Texte de lecture —
Les philosophes peuvent bien parler tout leur soûl du «
perfectionnement des sensations de perception », ils ne se sont jamais promenés
dans…
…ces rues nauséabondes où habite la populace française et
où le bruit des métiers, des marteaux, des querelles et des mendiants, l’aspect
des haillons suspendus, des sales demeures et des travaux ingrats des pauvres,
l’odeur suffocante des cloaques où ils s’entassent, affectent si
désagréablement la vue, l’ouïe, l’odorat et démentent si bien les jactances du
perfectionnement des sensations de perception que nos idéologues trouvent dans
leur belle France !
Ces « hâbleurs de perfectibilité », Fourier voudrait les voir
condamner à vivre le restant de leurs jours dans une petite ville du Midi où
tout ce qu’on peut discerner, en fait de progrès, c’est, année après année, le
lent épaississement de « la croûte antique de matière fécale » qui s’accumule
dans les rues et caniveaux depuis l’origine des temps 54 .

Lignes extraites —

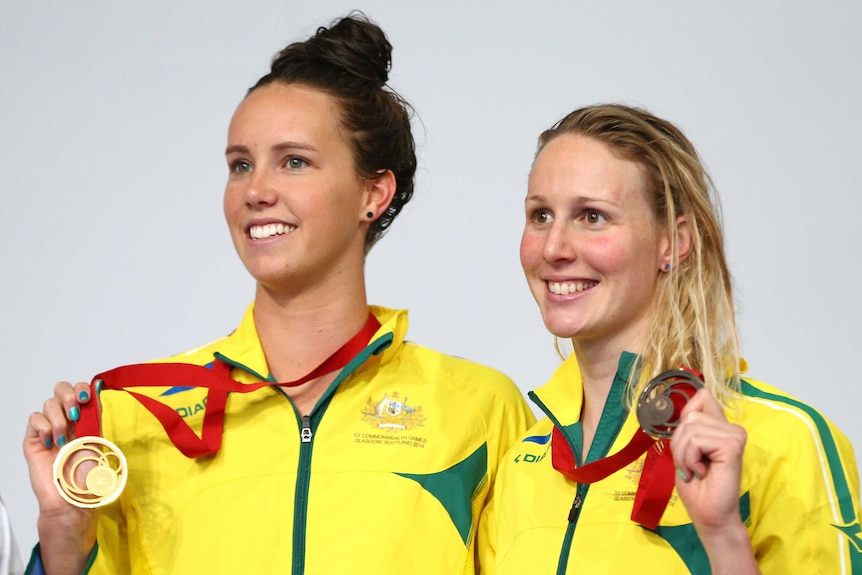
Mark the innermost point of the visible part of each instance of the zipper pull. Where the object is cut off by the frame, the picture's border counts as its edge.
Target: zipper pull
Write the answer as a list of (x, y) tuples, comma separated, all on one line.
--
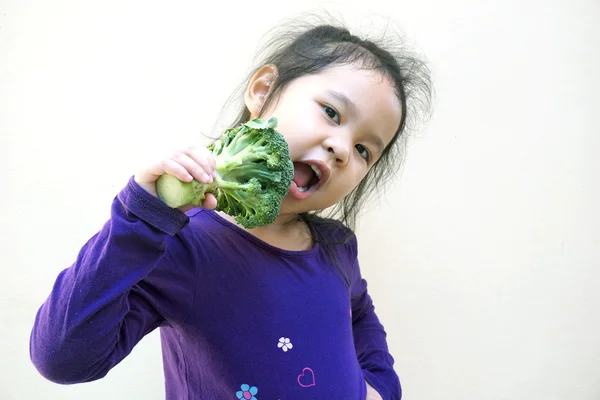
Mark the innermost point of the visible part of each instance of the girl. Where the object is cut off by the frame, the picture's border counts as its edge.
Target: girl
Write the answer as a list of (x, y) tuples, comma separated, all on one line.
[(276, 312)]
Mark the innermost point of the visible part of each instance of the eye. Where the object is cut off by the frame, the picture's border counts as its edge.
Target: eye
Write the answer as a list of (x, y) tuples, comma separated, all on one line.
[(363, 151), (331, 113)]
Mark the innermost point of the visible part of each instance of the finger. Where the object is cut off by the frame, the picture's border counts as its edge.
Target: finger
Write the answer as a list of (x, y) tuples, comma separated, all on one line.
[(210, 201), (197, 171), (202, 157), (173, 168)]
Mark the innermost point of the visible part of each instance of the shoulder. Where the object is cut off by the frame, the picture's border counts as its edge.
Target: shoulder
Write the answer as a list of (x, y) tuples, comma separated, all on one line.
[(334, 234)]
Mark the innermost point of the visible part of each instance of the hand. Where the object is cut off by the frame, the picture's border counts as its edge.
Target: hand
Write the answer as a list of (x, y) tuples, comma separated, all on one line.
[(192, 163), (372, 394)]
...
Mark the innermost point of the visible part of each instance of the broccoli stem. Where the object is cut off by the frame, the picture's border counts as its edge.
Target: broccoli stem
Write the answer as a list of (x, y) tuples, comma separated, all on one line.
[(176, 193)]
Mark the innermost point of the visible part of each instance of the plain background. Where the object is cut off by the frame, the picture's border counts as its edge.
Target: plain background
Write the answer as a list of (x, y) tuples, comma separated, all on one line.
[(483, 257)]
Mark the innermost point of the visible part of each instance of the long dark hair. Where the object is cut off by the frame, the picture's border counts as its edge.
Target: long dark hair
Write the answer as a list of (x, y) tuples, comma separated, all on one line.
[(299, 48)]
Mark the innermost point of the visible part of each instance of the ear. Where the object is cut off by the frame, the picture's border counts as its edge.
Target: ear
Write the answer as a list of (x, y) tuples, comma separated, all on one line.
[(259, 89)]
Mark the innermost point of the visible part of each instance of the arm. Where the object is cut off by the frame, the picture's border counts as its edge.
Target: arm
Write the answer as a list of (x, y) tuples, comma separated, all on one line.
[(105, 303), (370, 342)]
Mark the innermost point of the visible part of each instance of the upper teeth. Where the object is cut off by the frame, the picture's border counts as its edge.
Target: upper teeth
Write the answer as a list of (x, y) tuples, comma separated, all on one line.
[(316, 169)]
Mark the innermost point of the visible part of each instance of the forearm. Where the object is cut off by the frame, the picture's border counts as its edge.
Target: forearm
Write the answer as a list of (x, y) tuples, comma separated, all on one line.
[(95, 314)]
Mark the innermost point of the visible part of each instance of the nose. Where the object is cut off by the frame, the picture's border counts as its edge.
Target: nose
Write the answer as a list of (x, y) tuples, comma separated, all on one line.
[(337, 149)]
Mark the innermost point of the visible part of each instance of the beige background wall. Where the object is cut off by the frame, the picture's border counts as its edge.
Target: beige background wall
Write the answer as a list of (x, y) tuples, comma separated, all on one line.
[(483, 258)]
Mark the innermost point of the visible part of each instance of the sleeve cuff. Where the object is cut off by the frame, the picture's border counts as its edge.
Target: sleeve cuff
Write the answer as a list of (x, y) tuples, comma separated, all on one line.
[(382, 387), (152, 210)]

Consigne —
Recopiez l'extrait sur Fourier en commençant aux mots « Les philosophes peuvent » et en vous arrêtant après « belle France ! ». Les lignes forment un matériau indépendant de l'extrait sur Fourier.

Réponse attendue —
Les philosophes peuvent bien parler tout leur soûl du «
perfectionnement des sensations de perception », ils ne se sont jamais promenés
dans…
…ces rues nauséabondes où habite la populace française et
où le bruit des métiers, des marteaux, des querelles et des mendiants, l’aspect
des haillons suspendus, des sales demeures et des travaux ingrats des pauvres,
l’odeur suffocante des cloaques où ils s’entassent, affectent si
désagréablement la vue, l’ouïe, l’odorat et démentent si bien les jactances du
perfectionnement des sensations de perception que nos idéologues trouvent dans
leur belle France !